REQUIRED WORK. Quote the entries that follow exactly, leaving none out.

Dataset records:
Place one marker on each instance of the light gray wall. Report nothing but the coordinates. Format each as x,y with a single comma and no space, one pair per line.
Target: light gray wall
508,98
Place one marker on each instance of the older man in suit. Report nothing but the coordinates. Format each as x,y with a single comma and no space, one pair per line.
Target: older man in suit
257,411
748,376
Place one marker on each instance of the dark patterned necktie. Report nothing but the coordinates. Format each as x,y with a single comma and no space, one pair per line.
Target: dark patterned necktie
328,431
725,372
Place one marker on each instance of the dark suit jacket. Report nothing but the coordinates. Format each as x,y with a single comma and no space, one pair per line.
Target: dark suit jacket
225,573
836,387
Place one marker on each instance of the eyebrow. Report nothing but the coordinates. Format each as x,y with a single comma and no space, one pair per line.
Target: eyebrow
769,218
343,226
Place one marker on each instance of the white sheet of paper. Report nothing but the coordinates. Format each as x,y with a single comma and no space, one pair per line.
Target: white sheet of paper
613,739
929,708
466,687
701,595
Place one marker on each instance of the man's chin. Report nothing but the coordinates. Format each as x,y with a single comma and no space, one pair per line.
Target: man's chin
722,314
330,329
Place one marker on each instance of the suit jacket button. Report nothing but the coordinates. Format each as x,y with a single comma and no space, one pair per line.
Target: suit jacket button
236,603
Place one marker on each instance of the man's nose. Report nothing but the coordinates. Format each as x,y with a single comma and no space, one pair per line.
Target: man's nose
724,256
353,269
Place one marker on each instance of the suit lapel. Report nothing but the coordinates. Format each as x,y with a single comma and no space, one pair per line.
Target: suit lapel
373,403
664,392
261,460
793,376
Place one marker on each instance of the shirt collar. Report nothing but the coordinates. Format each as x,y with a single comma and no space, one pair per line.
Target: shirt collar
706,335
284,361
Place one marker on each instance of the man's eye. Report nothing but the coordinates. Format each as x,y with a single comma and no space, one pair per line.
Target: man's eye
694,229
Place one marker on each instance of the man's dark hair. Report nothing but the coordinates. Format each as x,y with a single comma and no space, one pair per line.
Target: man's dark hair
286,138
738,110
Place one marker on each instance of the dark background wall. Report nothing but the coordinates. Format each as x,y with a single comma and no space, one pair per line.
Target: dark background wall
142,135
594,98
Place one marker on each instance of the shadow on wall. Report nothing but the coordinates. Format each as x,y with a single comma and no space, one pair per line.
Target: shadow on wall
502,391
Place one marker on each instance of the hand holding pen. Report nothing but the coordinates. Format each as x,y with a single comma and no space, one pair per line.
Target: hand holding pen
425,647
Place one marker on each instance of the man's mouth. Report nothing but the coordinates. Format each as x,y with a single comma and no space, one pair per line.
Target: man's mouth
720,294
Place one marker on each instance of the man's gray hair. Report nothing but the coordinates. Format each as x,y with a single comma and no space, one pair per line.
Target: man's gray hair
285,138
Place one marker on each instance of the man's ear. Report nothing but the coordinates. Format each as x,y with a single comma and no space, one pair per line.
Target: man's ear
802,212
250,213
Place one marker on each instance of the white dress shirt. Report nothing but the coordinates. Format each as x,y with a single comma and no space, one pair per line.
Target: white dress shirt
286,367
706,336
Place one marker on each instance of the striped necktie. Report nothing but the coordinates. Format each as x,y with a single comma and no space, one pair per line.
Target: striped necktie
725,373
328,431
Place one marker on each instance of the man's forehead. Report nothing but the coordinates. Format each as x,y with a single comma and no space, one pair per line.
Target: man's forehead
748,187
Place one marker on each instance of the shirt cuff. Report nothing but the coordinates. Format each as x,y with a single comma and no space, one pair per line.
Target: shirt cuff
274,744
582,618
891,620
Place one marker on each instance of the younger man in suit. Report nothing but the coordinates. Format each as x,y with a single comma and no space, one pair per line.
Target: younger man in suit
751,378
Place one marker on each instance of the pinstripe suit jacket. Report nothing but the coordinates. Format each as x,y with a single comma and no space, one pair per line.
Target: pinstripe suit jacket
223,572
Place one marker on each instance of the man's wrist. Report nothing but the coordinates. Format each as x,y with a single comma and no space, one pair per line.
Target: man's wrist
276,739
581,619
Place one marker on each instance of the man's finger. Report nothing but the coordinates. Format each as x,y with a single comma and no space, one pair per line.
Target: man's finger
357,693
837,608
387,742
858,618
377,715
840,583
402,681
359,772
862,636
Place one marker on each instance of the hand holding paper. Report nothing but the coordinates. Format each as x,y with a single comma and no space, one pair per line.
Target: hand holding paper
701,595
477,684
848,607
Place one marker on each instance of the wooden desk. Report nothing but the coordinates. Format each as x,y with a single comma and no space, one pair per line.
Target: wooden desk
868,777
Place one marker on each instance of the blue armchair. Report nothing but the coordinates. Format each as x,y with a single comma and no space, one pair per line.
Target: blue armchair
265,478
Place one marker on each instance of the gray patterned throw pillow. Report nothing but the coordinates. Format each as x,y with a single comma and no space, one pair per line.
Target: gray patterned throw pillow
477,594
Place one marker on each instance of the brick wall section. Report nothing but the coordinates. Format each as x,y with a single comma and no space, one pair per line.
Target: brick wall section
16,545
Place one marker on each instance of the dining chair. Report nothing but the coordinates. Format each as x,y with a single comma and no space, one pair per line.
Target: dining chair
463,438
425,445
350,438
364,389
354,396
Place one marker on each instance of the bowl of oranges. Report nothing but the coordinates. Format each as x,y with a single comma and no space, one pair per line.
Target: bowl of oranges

THE SOLUTION.
Place one marker on each instance of the light gray wall. Report nothing but the coordinates. Format each as x,y with a single comma and no space, one pair per line.
Target: light gray wall
508,98
Place one marker on each instance of the older man in suit. Report nothing but the coordinates. Format each as x,y with a single comma and no space, one pair per line.
Target: older man in suit
257,411
748,376
Place one marker on each instance of the dark patterned necktie. Report nothing but the coordinates. Format each as x,y with a single comma and no space, one pair per line.
Target: dark patterned necktie
328,431
725,372
Place one marker on each instance of the dark suit jacket. Report nothing but the coordinates. Format each as x,y with a single comma and no space, one pair per line.
Target: dark suit jacket
225,573
836,387
Place one marker on each instance of the eyebrow. Report nothing but the coordinates. Format each as x,y with a single comma and no space, one pair per line.
Target: eyebrow
769,218
343,226
Place one marker on each instance of the white sheet of paper. Report nothing but the coordinates. Format each as x,y with a single comma and no space, one pair per line.
Target: white sheet of paper
613,739
929,708
466,687
701,595
Place one marker on each instance of the man's chin. Report nothing but the coordinates. Format each as x,y with a single comma and no space, one pair per line.
Target: man's chin
722,314
330,329
Place one marker on each instance of the suit jacket button. Report nothing but the coordinates. Format each as x,y with a single comma and no space, one pair per line.
Target: suit jacket button
236,603
Place one marker on each instance of the man's nose. Report nothing but the coordinates. Format each as x,y with a single comma and no space, one pair per line.
Target: man's nose
724,256
353,269
Place one marker on each instance of the suit lapel. Report nothing but the coordinates. Format each as x,y with a single comma and no space, one pair per line.
Target: suit lapel
373,403
664,392
261,460
793,376
Place one marker on each instance of the shirt collar. Report nothing but the coordinates. Format each as x,y with a single comma and no space, one pair per line.
Target: shirt collar
706,335
284,361
Place one marker on each instance of the man's eye. Report nothing but the coordinates. Format each as x,y with a single comma and no space, one pair per line.
Target: man's eye
694,229
Place one marker on each instance of the man's dark hair. Report nothing but the coordinates. Format each as x,y with a single comma and no space, one pair per line.
Target: man's dark hair
286,138
738,110
Place one marker on each instance of the dark background wall. Report nothing but the coordinates. Format each as x,y with a single comma and no space, one pair per line.
Target: dark background wall
142,135
594,98
Place one marker on each instance of the shadow on wall. Report nothing but the coordinates. Format each as x,y with a single comma and no space, one pair per line.
Target: shadow on wall
502,391
Place one marker on each instance of the hand holding pen. Report nothing but the coordinates. Format each as x,y with a single comma and no space, one pair per line.
Target: hand holding pen
425,647
Place one marker on each instance of the man's mouth. Report nothing but the coordinates. Format each as x,y with a single comma and no space, one pair per line.
Target: man's mouth
720,294
Place one marker on each instance of the man's gray hair. Report nothing but the coordinates. Format each as x,y with a single comma and no space, one pair per line.
Target: man's gray hair
285,138
Place one marker on each instance of the man's ear. Report nothing but the coordinates. Format each as x,y with a single comma and no space, one pair per line.
Target: man's ear
802,212
250,213
Place one marker on each instance of the white dress shirt. Report nothing but the coordinates. Format each as x,y with a single comma and no space, one pair per line.
Target: white dress shirt
286,367
706,336
Place one marker on each instance of the striped necktie. Report nothing but the coordinates. Format each as x,y with a single comma and no space, one pair per line.
Target: striped necktie
725,373
328,431
Place one marker on each instance of the man's forehead. Report nothing but the coordinates. Format each as x,y with a single comma and no space, one pair per line.
Target: man's forehead
748,187
Place one marker on each instance of the shirt cuff. Report nothing but the coordinates. Format each as x,y with a single comma and no space, one pair per line.
Target: shirt cuff
274,744
582,618
891,620
Place one marker on each instance of the younger man in suit. Report nothing but the coordinates. Format each as x,y with a single comma and no space, one pair per line.
Target: younger man in suit
751,378
Place one marker on each instance of the pinstripe suit jacket. Report nothing but the coordinates. Format each as x,y with a single comma and no space, one pair per line.
Target: pinstripe suit jacket
223,572
Place one marker on each instance of the man's wrist. Report nothing but the coordinates. Format each as x,y with a single comma and no space, one pair per line.
Target: man's wrist
276,739
581,619
Place one marker on each instance of the man's finger. Report nothing but the coordinates. Format each as x,y with a single comma and no space, one pair per line.
Target: man's finger
357,693
837,608
387,742
858,618
377,715
840,583
402,681
359,772
862,636
Place one marker on each instance of the hand holding paper. Report nothing but the coordinates. Format each as x,y with a single comma and no space, one pair per line.
Target: hand holding paper
701,595
477,684
848,607
Place one marker on each instance of the wooden desk. Report nothing but the coordinates. Format each as x,y with a single comma and no space, one pair per line.
Target: wooden desk
868,777
Place one marker on each instance of the blue armchair. Report nothing but the coordinates. Format each as x,y with a single comma and no space, one pair per line.
Target: blue armchair
265,478
Place one marker on each instance of the gray patterned throw pillow. Report nothing but the coordinates. Format each as x,y with a single comma and no space, one pair per line.
Target: gray patterned throw pillow
477,594
Place one marker on each instance of the brick wall section. Report nothing but the coordinates. Format each as x,y with a single comma and no space, one pair per line.
Target: brick wall section
16,545
Place one marker on each instance of the dining chair. Report nothing but the coordinates. Format each as x,y with a single comma and no space, one pair per line.
Target: dining chair
463,438
425,445
350,438
364,389
354,396
Place one marker on each instance of the bowl of oranges. Report nothing but the coordinates. Format each as x,y with a single comma and no space, one pair per line.
Target: bowl of oranges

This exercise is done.